Your instructions
Can you write out all of the material below again, requests included, shifting every coordinate in the answer boxes by -141 and leaving the pictures out?

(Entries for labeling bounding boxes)
▼

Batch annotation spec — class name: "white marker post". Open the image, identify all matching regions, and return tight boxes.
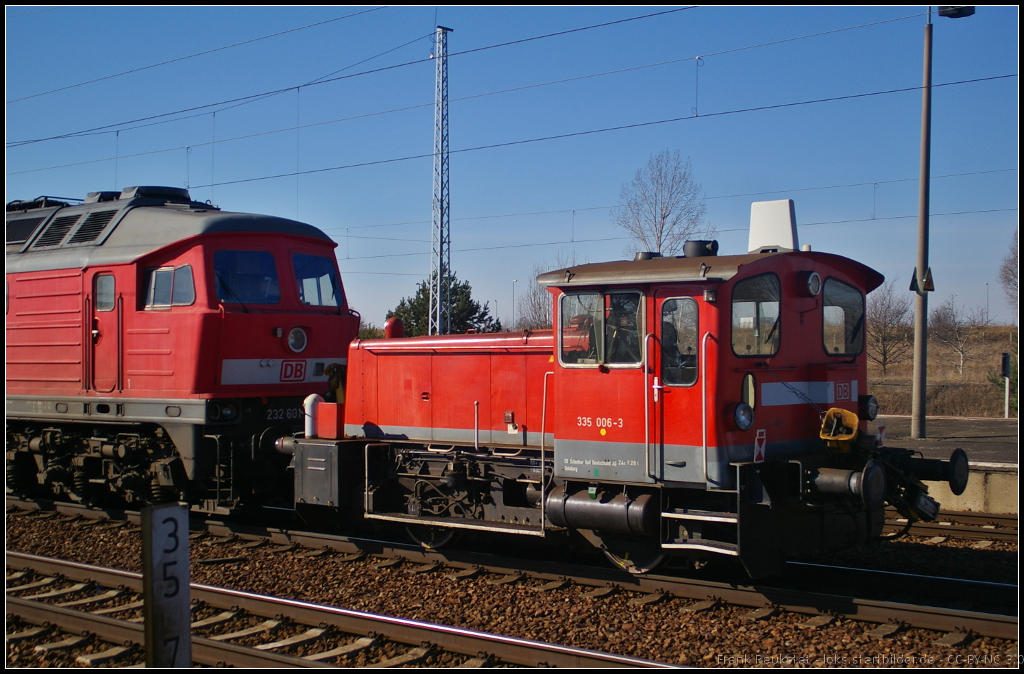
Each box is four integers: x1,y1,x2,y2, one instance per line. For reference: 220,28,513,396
142,503,193,667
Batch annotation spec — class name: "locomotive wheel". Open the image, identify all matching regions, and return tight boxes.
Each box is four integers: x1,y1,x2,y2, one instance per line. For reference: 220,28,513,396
406,524,459,550
598,536,668,576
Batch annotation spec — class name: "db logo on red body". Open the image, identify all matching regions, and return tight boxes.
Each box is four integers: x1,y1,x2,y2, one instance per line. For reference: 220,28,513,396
281,361,306,381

▲

Written response
Batch annotation spec — class name: "white marker post". Open the image, identify all matching regions, and return tight boxes.
Each box is four integers: x1,y1,x2,y2, one instance per line. For reference: 220,28,513,396
1,362,52,526
Batch annotation spec — class name: "locomotive wheel". Open the image, identify all matching regions, and return tight boxes.
Each box is four integers: x1,y1,x2,y2, one instance per line. For reference: 220,28,513,396
265,383,318,409
457,395,527,435
Batch annotation spec — class name: "db logo on red body". Open the image, identify all matching regions, and return tight boxes.
Each box is four integers: x1,y1,x2,y2, one instance per line. For reference: 220,28,513,396
140,220,165,240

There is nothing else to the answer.